** start of Extract **

Renaissance implies not transcendence through Christlike suffering, but
a selfdeluding sacrifice, death (void) denied through the wish to be
pregnant ("filled").

Coupland is masterful at depicting the desire for transformation, with
humans "perpetually casting themselves into new fires, yearning to burn,
yearning to rise"42 in moments "bordering on the mystical".43 Yet the
desire for epiphany, as expressed by Cathy in Life After God, is caused
by "poverty, fear of death, sexual frustration and the inability to
connect with others"; the passion for transformation is paralleled by a
paradoxical inability to feel,44 suggesting that it may be too late for
consciousness to transcend the de-animation of reification. Their hunger
for life has been replaced by a simulacrum of hunger - that of greed for
empty commodities. To attain Passion - for Liz to die, like her
Christlike son, for example - requires a corresponding passion, which
the self-absorbed, solipsistic lifestyle of the characters appears to
negate. In his ending to Miss Wyoming, Coupland describes humanity as
"always starving, always believing that whatever came to them next would
mercifully erase the creatures they'd already become as they crawled
along the plastic radiant way."45

Was the price of consumerism (the "price we paid for our golden life")
"an inability to fully believe in love"? For instead "we gained an irony
that scorched everything it touched. And I wonder if this irony is the
price we paid for the loss of God."46 Coupland's depicted relationships
appear sterile or deceptive, genuine passion leached from the text both
by the pressure of commodification and by the characters' own inner
void. Coupland's constrained decadence suggests a superficial and
disillusioned pleasure-consumption. Without real desire, there is in
fact no dialectic of emptiness, but merely a failed attempt at opposing
emptiness, often slightly risible. In Generation X, Claire's story of
the heiress Linda, who seeks transcendence through seven years of
fasting and meditation, for example, envisages Linda becoming a "piece
of light"; but even this image is slightly undercut. Linda will be
sitting "like a small yellow bird that can sing all songs - on the right
hand of her god";47 the soul becomes a pet canary.

Andy's discussion of the epiphanic experience he would most like to have
is of a pelican offering him a fish. This is visualised in powerful
terms; the offering is to be given to him as he lies like a human
sacrifice, bleeding, on sharp rocks, hearing wings (which in another
story are the wings of an angel of death). Yet he, as sacrifice, accepts
the sacrifice of the fish, indicating perhaps an endless chain of
consumption; this attempt at a scene of the Passion indicates a passive
desire for death and for pity, for the pelican to feed his hunger, for
the angel to carry him away, and for himself to be the object
worshipped, or sacrificed to. For Coupland's "generation Xers",
withdrawing into their own heads in flight from consumerism and
apocalypse may mean entrapment, the kind of solipsism that results in
self as god of one's own world: how then to displace that idol for a
"real" God?

** end of Extract **
** start of Input data **

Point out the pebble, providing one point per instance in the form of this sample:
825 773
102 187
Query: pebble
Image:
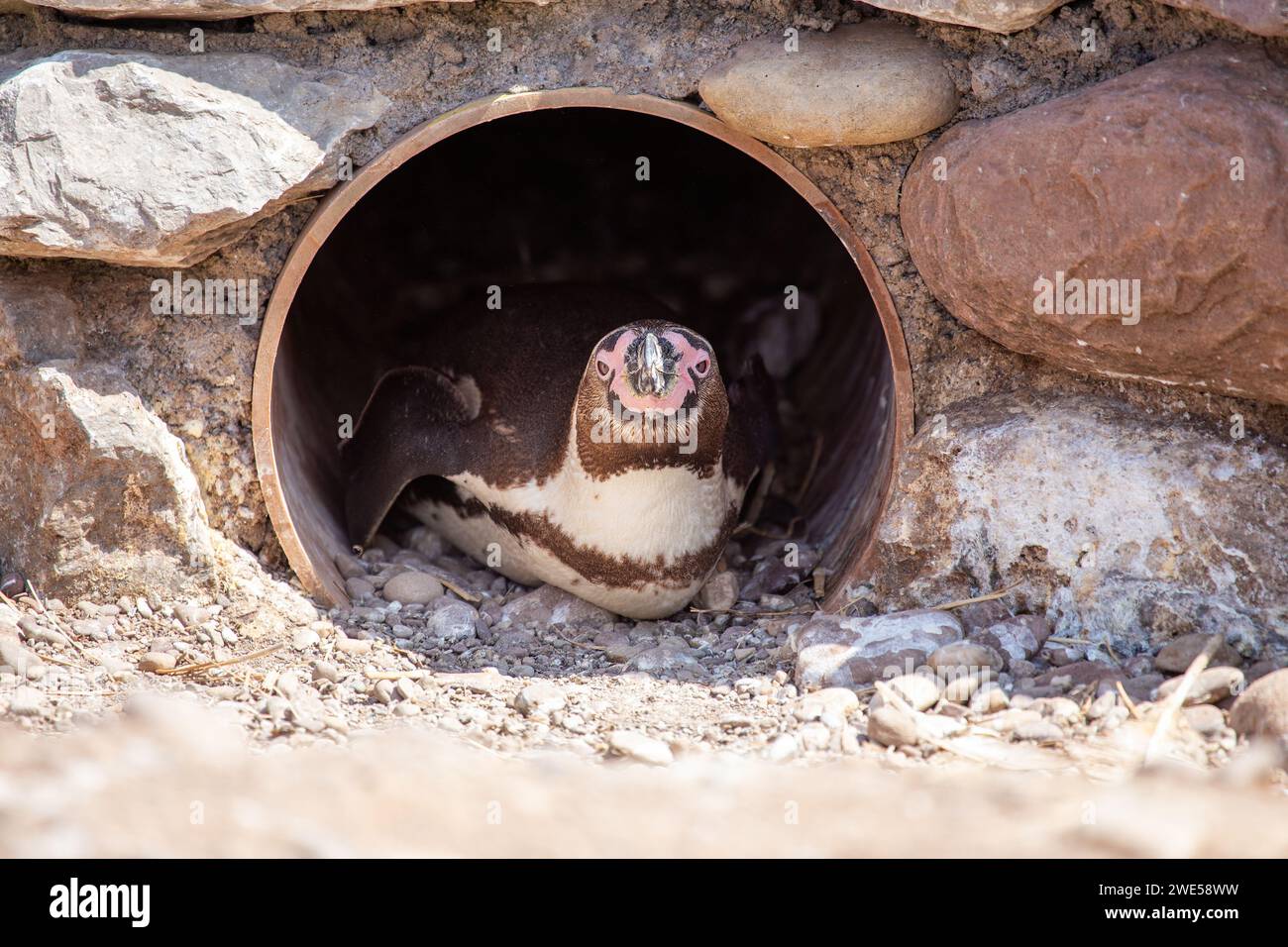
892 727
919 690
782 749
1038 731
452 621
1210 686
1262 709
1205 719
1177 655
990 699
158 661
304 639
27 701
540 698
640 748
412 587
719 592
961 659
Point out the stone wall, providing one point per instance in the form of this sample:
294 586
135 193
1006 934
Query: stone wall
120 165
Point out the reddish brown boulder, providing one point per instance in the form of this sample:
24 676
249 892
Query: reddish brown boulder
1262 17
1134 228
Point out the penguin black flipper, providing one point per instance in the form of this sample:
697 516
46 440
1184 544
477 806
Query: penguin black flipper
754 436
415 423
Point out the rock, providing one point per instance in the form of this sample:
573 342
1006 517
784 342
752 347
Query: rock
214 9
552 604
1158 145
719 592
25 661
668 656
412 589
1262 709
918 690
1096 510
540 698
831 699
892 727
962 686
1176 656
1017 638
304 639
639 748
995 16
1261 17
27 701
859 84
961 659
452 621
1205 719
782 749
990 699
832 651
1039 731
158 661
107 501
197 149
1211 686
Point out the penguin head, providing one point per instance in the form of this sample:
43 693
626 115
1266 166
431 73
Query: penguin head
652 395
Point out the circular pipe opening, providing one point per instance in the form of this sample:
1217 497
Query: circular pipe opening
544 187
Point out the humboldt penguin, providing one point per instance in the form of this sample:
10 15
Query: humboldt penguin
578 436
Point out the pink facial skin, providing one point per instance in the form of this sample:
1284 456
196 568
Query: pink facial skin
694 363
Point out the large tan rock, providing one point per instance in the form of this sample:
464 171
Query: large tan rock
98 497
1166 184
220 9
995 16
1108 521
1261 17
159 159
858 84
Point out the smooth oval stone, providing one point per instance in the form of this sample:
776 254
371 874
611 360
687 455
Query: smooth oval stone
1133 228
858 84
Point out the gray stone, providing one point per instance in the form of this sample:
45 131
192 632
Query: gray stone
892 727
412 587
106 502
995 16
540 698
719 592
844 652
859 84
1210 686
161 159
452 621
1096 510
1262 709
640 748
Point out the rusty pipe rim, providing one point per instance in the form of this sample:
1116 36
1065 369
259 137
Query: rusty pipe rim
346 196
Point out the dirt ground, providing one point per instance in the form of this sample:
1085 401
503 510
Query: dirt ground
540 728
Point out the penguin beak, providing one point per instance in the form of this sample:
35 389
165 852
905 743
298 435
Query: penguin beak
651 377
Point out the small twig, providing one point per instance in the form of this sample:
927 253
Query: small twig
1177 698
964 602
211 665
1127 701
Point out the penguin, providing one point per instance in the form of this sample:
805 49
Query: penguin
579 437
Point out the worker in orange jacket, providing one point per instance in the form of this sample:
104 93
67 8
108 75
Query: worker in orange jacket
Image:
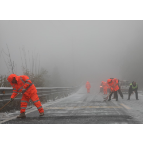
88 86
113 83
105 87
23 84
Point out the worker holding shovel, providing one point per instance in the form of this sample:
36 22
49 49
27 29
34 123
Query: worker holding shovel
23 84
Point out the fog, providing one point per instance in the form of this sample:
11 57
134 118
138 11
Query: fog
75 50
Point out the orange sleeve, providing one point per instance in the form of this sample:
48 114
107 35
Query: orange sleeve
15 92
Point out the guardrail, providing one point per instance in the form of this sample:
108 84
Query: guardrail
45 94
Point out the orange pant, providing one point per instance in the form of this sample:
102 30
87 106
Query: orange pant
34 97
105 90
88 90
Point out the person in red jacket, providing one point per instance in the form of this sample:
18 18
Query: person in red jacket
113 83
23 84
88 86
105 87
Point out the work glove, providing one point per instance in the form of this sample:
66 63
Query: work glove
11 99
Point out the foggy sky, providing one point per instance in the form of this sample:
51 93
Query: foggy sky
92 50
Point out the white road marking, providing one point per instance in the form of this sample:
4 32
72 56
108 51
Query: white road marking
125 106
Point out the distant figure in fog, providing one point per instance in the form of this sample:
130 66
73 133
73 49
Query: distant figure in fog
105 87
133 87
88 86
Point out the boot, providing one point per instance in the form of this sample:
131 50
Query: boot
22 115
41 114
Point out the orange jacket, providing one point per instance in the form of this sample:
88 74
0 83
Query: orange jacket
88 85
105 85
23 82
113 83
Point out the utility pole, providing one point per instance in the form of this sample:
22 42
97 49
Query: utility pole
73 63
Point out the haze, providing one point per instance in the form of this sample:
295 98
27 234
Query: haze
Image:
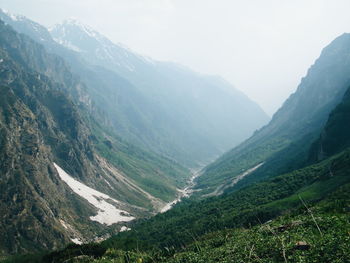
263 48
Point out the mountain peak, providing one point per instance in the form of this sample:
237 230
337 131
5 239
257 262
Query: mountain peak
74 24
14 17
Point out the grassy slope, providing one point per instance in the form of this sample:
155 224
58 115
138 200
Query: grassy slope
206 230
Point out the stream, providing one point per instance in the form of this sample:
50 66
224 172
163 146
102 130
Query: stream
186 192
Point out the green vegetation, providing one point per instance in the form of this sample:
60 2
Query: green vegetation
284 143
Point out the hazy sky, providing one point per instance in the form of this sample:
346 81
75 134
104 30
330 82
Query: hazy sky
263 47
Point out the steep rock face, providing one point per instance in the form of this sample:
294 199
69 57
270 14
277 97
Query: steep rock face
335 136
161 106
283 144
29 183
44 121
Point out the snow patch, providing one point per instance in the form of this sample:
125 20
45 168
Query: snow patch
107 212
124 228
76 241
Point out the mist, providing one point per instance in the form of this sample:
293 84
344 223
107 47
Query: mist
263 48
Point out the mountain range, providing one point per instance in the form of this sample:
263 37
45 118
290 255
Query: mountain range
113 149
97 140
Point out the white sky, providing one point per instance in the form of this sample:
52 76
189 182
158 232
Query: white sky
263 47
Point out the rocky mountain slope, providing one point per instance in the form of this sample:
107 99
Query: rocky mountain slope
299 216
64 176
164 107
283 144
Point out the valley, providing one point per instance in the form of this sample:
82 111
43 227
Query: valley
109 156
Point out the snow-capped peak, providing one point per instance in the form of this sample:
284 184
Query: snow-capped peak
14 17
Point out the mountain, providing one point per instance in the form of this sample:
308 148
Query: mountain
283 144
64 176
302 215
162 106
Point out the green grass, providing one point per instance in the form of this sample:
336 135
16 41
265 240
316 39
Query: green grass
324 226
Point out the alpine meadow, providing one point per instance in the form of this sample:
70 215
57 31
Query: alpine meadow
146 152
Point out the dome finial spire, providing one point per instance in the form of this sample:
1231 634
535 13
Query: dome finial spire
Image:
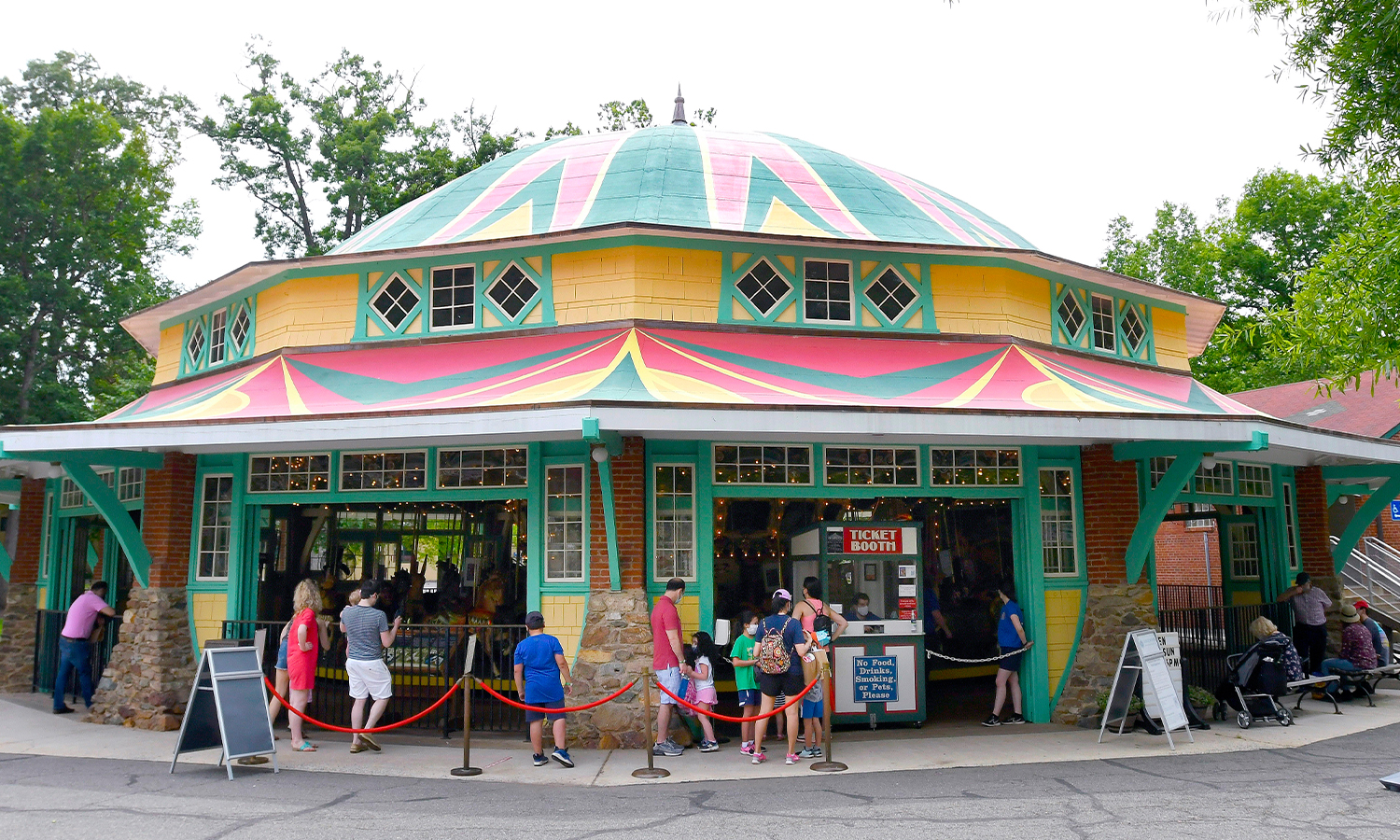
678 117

** end of Input data **

■ What to do:
[1] Put this sentence from the Coupland excerpt into Spanish: "Coupland's constrained decadence suggests a superficial and disillusioned pleasure-consumption."
[2] Print the entries from the line with "Point out the green grass, providing" up to and including the last line of the entries, leaving the pictures out.
The Coupland excerpt and the entries come from separate sources.

■ Answers in order:
[1] La decadencia contenida de Coupland sugiere un consumo de placer superficial y desencantado.

[2]
Point out the green grass, providing one point per instance in the form of this sample:
336 135
16 41
265 240
316 39
Query: green grass
324 226
Point out the alpine meadow, providing one point per instance in the form of this sample:
70 215
57 31
Query: alpine meadow
146 152
Point out the dome finial spire, providing one point per instance in the form of this sample:
1231 634
535 13
Query: dome finial spire
Image:
678 117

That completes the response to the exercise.